TEXT SHOWN
← ds learning track
notes · 11

CLT & Correlation

This page connects two ideas that sit at the core of inference and risk modelling: why averages become Normal, and how variables move together. CLT explains the behaviour of sample means; correlation explains the structure between variables.

Start with CLT, then move into covariance and correlation, then compare Pearson vs Spearman, and finally use correlation matrices in a validation context.

Why the Normal distribution keeps returning

CLT is one of the reasons statistics works at all. It says that under broad conditions, the mean of many sampled observations tends toward a Normal distribution, even when the original data does not.

The theorem in plain language

Take any population distribution. Draw repeated samples of size n. Compute the mean of each sample.

As n gets larger, the distribution of those sample means becomes approximately Normal.

x̄ ~ N(μ, σ² / n) as n becomes large.

The result is not about the original observations becoming Normal. It is about the sampling distribution of the mean.

Why this matters in practice

CLT is what allows many confidence intervals, z-tests, backtesting bands, and approximation-based validation tools to exist.

In credit risk, observed default rate is a sample mean of default indicators. In portfolio risk, aggregate loss is often the sum of many small random pieces.

Validation context: CLT is most comfortable when observations are independent and no single observation dominates the sample. Dependence and concentration slow convergence.

How to think about CLT correctly

01

Do not confuse population with sample mean

The raw population can stay skewed forever. It is the distribution of repeated sample averages that becomes bell-shaped.

02

Sample size controls precision

The spread of sample means shrinks as n grows. This is why larger samples make the mean more stable.

03

Skewed sources converge more slowly

A heavily skewed source may need much larger n before the Normal approximation becomes operationally safe.

04

Dependence complicates everything

If observations are strongly dependent, CLT still may hold under special conditions, but convergence becomes much less straightforward.

Watch the sample mean become Normal

Choose a source distribution, set the sample size, and repeatedly draw samples. The top chart shows the source population shape. The bottom chart shows the distribution of sample means.

Source distribution

Distribution of sample means — 0 samples

sample means histogram theoretical normal overlay

Controls

Sample size (n)5
Pop. Mean (μ)
Pop. Std (σ)
Mean of x̄
Std of x̄
Theoretical SE
σ / √n
|Skewness of x̄|
smaller = more normal
Try this: start with Exponential at n = 2, then move n to 30. You will feel why “CLT exists” more than you would from any theorem statement.
x̄ ~ N(μ, σ² / n)
SE = σ / √n

How fast does CLT converge?

Not all source distributions converge at the same speed. A symmetric source reaches approximate normality much faster than a heavily skewed one.

|Skewness of x̄| vs sample size

Uniform Exponential Bimodal U-shaped

Interpretation

The lower the absolute skewness of the sample-mean distribution, the closer it is to a bell curve.

WORK TO DO
[a] In the CLT and correlation page above, put this sentence into Spanish: "The spread of sample means shrinks as n grows."
[b] Carry the CLT and correlation page above forward, starting right after its final sentence.

SUPPLIED INFORMATION
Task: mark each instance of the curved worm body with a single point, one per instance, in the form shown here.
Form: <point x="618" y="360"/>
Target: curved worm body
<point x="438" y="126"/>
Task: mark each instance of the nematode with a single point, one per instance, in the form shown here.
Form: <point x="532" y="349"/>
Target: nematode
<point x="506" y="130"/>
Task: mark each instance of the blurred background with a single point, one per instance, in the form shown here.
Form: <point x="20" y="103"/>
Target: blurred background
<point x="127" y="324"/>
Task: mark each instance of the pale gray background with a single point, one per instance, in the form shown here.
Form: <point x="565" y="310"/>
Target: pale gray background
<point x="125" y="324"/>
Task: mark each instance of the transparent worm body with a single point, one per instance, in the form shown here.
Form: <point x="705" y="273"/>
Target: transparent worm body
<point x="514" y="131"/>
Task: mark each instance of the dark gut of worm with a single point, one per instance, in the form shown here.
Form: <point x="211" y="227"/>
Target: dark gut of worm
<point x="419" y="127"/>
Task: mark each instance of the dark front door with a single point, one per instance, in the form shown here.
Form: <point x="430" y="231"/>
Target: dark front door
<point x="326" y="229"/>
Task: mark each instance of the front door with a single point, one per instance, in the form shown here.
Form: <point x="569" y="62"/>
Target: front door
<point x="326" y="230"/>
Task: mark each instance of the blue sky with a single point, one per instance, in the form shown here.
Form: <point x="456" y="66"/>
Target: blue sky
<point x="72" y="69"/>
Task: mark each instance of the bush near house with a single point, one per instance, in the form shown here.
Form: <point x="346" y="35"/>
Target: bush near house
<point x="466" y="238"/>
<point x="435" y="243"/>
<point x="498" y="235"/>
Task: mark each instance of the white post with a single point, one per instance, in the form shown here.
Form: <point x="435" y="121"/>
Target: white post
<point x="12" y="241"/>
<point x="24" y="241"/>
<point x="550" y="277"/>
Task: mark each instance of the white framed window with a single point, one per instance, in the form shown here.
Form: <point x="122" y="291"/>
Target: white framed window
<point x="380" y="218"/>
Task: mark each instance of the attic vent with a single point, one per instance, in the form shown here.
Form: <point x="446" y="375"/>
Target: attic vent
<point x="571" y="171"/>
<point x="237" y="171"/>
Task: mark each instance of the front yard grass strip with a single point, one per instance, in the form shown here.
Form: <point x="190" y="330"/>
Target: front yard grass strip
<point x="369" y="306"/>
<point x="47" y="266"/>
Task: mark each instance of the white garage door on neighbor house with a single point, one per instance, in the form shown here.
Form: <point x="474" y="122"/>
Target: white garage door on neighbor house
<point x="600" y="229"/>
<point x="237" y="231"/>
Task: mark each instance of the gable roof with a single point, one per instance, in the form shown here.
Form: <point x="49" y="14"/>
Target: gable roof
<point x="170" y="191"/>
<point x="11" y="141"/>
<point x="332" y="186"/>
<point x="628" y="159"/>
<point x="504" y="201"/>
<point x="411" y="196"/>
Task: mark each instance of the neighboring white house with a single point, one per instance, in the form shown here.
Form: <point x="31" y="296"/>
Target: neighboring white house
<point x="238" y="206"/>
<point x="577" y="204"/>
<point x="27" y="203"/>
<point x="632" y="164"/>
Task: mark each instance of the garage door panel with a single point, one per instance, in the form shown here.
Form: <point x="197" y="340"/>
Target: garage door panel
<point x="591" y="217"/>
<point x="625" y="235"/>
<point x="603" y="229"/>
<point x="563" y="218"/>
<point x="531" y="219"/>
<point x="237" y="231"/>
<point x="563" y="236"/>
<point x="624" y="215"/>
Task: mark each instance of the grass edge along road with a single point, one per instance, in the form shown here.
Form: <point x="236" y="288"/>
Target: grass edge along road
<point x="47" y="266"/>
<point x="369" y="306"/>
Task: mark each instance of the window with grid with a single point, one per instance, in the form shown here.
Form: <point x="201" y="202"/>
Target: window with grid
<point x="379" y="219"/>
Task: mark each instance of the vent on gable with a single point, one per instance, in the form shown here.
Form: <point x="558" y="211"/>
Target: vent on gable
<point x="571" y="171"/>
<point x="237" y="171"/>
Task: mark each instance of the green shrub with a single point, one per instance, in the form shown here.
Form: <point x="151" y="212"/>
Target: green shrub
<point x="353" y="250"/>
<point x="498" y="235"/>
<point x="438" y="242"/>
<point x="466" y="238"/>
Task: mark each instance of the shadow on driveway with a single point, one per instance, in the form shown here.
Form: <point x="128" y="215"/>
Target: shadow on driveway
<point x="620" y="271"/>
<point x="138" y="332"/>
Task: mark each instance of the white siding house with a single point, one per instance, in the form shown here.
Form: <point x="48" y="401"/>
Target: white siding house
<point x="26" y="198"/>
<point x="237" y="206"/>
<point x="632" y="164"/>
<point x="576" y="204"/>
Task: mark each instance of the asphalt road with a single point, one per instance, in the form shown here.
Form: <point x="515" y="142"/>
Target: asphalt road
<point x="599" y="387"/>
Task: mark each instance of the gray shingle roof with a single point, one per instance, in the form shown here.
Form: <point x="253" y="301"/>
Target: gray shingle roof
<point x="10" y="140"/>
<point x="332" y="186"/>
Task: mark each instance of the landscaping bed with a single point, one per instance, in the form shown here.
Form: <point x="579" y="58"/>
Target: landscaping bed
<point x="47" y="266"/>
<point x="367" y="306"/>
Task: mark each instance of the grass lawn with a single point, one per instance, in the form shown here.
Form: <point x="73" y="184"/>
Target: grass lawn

OUTPUTS IN ORDER
[a] La dispersión de las medias muestrales se reduce a medida que n crece.

[b]
Uniform and already-symmetric sources converge quickly. Exponential takes longer because the original asymmetry is stronger.

Validation implication: for small, skewed, or concentrated portfolios, the usual Normal approximation behind z-style backtesting can be weaker than it looks.
Rough rule of thumb:
symmetric source → n ≈ 15
moderate skew → n ≈ 30
heavy skew → n ≈ 50+

How variables move together

Once you leave one-variable uncertainty and start looking at two variables together, the language changes from variance to covariance and correlation.

Covariance

Covariance asks whether X and Y move above and below their means together. Positive means same direction. Negative means opposite direction.

Cov(X,Y) = E[(X−μx)(Y−μy)]

Pearson

Pearson correlation standardises covariance. It measures linear association and always sits between −1 and +1.

ρ = Cov(X,Y) / (σx · σy)

Spearman

Spearman applies Pearson to ranks instead of levels. It measures monotonic association and is more robust to outliers and non-normality.

ρs = Pearson(rank(X), rank(Y))

See where Pearson and Spearman disagree

The gap between Pearson and Spearman is often more informative than either statistic alone. It tells you something about curvature, monotonicity, and outlier sensitivity.

Scatter plot

Scenario

Pearson ρ
linear association
Spearman ρs
rank monotonicity
Gap
|ρ − ρs|
n
Read this way: if Spearman is high but Pearson is lower, the relation may be monotonic but curved. If Pearson jumps because of one outlier, Spearman often stays calmer.

Correlation matrices and validation reading

Correlation matrices turn pairwise relationships into a compact map. In model development and validation, they are one of the fastest ways to check dependence structure and multicollinearity risk.

Heatmap

How to read the matrix

The diagonal is always 1.0. The matrix is symmetric. What matters are the off-diagonal relationships.

High predictor-to-predictor correlation can signal multicollinearity. Low predictor-to-target correlation can signal weak standalone information.

Validation context: in a scorecard or IRB model review, you check the matrix to understand whether predictors are redundant, unstable, or structurally dependent in a way that will make coefficients fragile.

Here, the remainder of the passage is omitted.